== Exercise ==
Every line from the one containing "hair with a dot." to the end of the records below, written out word for word, is the whole answer.

== Dataset entries ==

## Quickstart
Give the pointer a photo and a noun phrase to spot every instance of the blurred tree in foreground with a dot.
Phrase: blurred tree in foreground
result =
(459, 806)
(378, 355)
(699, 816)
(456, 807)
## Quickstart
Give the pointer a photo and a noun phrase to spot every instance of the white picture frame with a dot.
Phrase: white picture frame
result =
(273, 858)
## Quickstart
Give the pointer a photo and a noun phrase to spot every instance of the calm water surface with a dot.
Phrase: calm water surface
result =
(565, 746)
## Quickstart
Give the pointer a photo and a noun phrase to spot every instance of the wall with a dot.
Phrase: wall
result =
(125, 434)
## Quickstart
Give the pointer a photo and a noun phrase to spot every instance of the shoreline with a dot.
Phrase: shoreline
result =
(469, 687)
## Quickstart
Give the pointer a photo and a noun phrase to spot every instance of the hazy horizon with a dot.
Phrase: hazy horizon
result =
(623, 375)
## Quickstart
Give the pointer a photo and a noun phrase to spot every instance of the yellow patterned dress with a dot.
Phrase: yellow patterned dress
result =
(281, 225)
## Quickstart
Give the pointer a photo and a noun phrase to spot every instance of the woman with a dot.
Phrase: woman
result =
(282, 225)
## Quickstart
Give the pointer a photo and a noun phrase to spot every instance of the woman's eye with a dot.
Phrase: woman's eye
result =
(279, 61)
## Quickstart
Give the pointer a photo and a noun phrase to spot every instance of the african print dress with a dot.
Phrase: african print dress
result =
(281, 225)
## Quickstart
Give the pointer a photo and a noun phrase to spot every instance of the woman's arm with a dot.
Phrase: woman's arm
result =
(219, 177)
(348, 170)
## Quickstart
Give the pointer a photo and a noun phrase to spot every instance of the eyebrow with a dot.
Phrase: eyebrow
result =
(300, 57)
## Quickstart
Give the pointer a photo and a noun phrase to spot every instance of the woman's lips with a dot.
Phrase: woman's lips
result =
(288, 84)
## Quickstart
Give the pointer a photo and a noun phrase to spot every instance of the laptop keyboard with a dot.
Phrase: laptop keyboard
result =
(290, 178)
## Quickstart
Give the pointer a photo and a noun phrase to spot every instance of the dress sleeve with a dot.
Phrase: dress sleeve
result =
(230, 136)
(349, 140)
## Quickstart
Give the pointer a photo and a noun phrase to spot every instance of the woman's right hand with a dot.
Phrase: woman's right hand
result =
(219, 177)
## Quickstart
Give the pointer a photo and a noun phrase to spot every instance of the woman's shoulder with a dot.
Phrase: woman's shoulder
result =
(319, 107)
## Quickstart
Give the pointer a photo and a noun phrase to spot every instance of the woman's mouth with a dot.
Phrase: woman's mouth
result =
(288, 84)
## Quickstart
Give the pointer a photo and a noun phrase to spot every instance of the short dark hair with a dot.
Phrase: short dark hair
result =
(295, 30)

== Solved problem ==
Give the pointer a photo and a noun phrase to spot every instance of the short dark hair with a dot.
Phrase: short dark hair
result =
(295, 30)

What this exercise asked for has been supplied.